» **Short problem**
Lay out as a JSON list of strings, one per line with blank lines left out, the part of the lines below that opens with the line containing "Where can you spot the recessed" and closes with the line containing "(1270, 227)".

» **Working data**
§

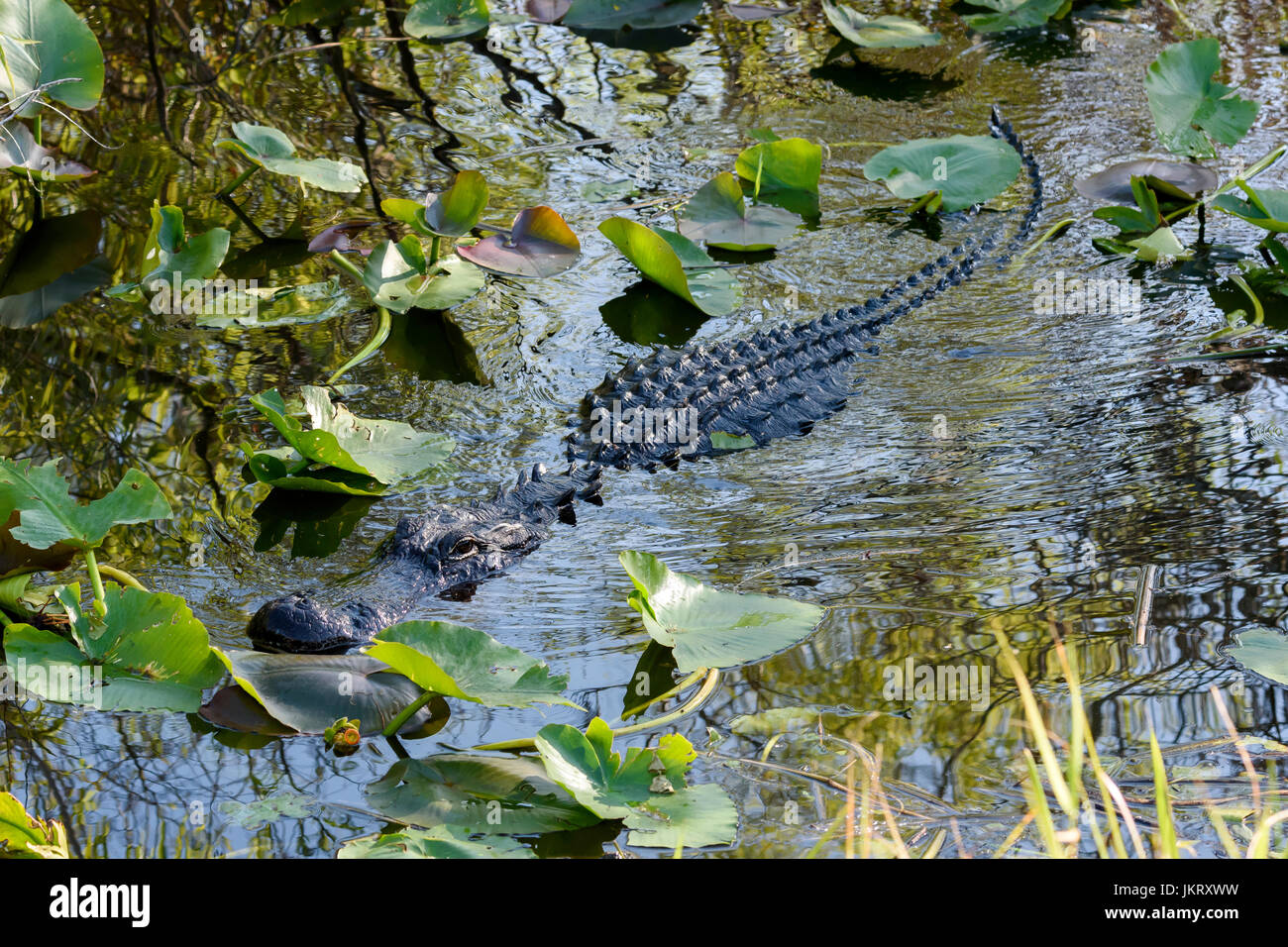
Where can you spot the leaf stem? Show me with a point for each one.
(391, 728)
(95, 581)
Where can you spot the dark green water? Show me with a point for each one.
(997, 468)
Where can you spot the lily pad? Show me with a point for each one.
(879, 33)
(539, 244)
(446, 20)
(719, 215)
(399, 278)
(964, 170)
(47, 42)
(386, 451)
(21, 155)
(1016, 14)
(442, 841)
(630, 14)
(455, 211)
(26, 836)
(1262, 651)
(675, 263)
(1189, 106)
(492, 795)
(784, 163)
(309, 692)
(150, 651)
(1113, 184)
(458, 661)
(1266, 208)
(273, 151)
(709, 628)
(48, 513)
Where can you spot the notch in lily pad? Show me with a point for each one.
(675, 263)
(719, 215)
(269, 149)
(879, 33)
(539, 244)
(1016, 14)
(340, 453)
(1190, 108)
(709, 628)
(945, 172)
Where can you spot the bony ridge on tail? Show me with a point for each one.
(773, 384)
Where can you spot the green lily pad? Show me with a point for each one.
(490, 795)
(719, 215)
(784, 163)
(630, 14)
(150, 651)
(455, 211)
(1266, 208)
(879, 33)
(385, 451)
(446, 20)
(1189, 106)
(309, 692)
(709, 628)
(1016, 14)
(1262, 651)
(458, 661)
(442, 841)
(273, 151)
(647, 788)
(964, 170)
(47, 42)
(22, 835)
(48, 513)
(21, 155)
(675, 263)
(399, 278)
(540, 244)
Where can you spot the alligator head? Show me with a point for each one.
(430, 554)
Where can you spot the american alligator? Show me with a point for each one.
(772, 384)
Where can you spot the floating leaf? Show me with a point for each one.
(630, 14)
(1017, 14)
(21, 155)
(48, 514)
(1262, 651)
(709, 628)
(1266, 208)
(442, 841)
(26, 836)
(273, 151)
(1186, 101)
(785, 163)
(674, 263)
(309, 692)
(385, 451)
(539, 244)
(46, 42)
(510, 795)
(150, 651)
(879, 33)
(965, 170)
(446, 20)
(719, 215)
(458, 661)
(398, 277)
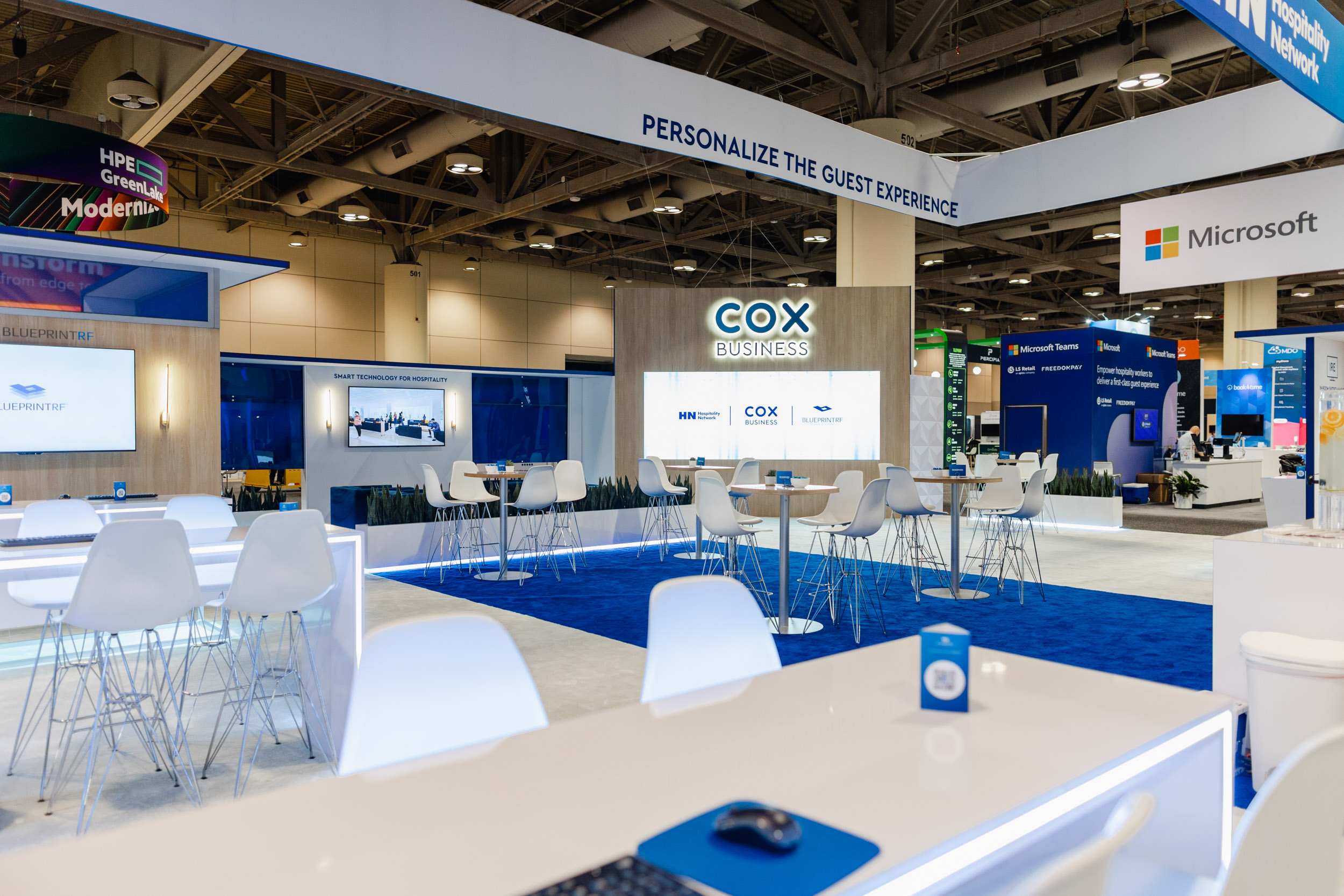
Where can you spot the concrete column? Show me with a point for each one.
(406, 313)
(1248, 304)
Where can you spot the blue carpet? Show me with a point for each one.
(1167, 641)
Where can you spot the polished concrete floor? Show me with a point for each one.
(576, 673)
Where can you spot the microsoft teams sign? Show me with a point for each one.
(1243, 232)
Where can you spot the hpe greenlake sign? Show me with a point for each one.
(109, 183)
(1299, 41)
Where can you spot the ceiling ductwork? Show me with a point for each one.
(1178, 38)
(619, 206)
(399, 151)
(643, 28)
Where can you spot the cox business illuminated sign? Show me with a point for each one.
(761, 329)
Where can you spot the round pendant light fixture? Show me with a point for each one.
(132, 92)
(1146, 71)
(464, 163)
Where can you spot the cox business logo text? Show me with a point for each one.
(780, 327)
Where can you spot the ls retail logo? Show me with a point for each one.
(1162, 242)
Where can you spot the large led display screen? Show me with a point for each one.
(396, 417)
(54, 398)
(785, 415)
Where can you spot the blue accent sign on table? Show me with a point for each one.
(944, 668)
(1292, 38)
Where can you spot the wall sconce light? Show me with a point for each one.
(163, 414)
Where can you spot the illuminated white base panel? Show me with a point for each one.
(1191, 832)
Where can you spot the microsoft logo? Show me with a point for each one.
(1162, 242)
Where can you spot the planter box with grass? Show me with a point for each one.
(1082, 497)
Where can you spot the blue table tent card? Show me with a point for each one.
(944, 668)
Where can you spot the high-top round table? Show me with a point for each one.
(787, 623)
(503, 575)
(697, 554)
(955, 548)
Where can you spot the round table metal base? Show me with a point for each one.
(966, 594)
(512, 575)
(796, 625)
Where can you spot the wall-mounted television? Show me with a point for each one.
(55, 398)
(396, 417)
(1144, 425)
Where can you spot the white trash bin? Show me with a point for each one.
(1295, 688)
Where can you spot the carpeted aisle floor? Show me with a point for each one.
(1166, 641)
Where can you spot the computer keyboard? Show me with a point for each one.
(630, 876)
(34, 542)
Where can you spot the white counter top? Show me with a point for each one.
(838, 739)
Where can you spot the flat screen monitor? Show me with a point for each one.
(783, 415)
(396, 417)
(55, 398)
(1249, 425)
(1146, 425)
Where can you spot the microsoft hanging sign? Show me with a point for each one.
(1296, 39)
(72, 179)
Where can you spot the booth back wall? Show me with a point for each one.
(848, 329)
(182, 458)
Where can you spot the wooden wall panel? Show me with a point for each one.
(861, 328)
(175, 460)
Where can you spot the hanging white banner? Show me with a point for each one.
(1261, 229)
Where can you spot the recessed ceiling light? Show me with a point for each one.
(464, 163)
(667, 205)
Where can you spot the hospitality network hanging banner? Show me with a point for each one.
(1296, 39)
(1270, 227)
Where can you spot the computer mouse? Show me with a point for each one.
(760, 827)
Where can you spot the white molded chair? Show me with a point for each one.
(839, 511)
(917, 544)
(663, 518)
(69, 516)
(705, 630)
(472, 492)
(139, 575)
(201, 512)
(1289, 837)
(284, 567)
(738, 559)
(1012, 547)
(52, 596)
(1085, 871)
(846, 559)
(570, 488)
(533, 519)
(436, 684)
(448, 513)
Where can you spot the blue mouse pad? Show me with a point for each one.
(821, 857)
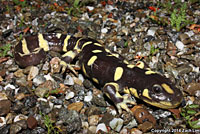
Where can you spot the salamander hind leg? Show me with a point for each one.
(67, 58)
(112, 92)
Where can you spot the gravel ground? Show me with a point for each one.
(38, 99)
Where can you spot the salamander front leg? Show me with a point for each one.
(67, 58)
(112, 91)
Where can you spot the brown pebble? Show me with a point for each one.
(32, 122)
(77, 106)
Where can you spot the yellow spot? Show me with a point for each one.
(150, 72)
(117, 94)
(113, 54)
(125, 61)
(24, 47)
(95, 80)
(118, 73)
(167, 88)
(97, 44)
(76, 46)
(58, 35)
(145, 93)
(43, 43)
(114, 84)
(130, 66)
(140, 64)
(69, 54)
(107, 50)
(97, 51)
(126, 90)
(63, 63)
(91, 60)
(134, 92)
(84, 71)
(87, 43)
(163, 104)
(66, 43)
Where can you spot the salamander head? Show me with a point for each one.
(160, 92)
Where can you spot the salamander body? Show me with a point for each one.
(109, 70)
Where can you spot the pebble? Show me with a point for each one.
(152, 31)
(18, 126)
(93, 129)
(20, 96)
(101, 127)
(77, 106)
(88, 98)
(41, 91)
(22, 82)
(146, 126)
(104, 30)
(131, 124)
(69, 95)
(55, 65)
(116, 124)
(5, 106)
(32, 122)
(93, 120)
(2, 121)
(71, 119)
(192, 88)
(33, 73)
(19, 73)
(69, 80)
(3, 96)
(180, 45)
(20, 117)
(39, 79)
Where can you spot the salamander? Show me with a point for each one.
(110, 70)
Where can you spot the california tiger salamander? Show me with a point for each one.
(109, 70)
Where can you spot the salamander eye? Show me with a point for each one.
(156, 88)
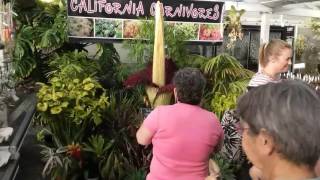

§

» **Result for this exercise**
[
  "Where can you spot the recessed ceiling light? Show me with a point for each one.",
  "(464, 163)",
  "(667, 205)",
  "Where can you spot the hospitality network hanging banner? Show me with a point for each one.",
  "(1296, 39)",
  "(1270, 227)"
]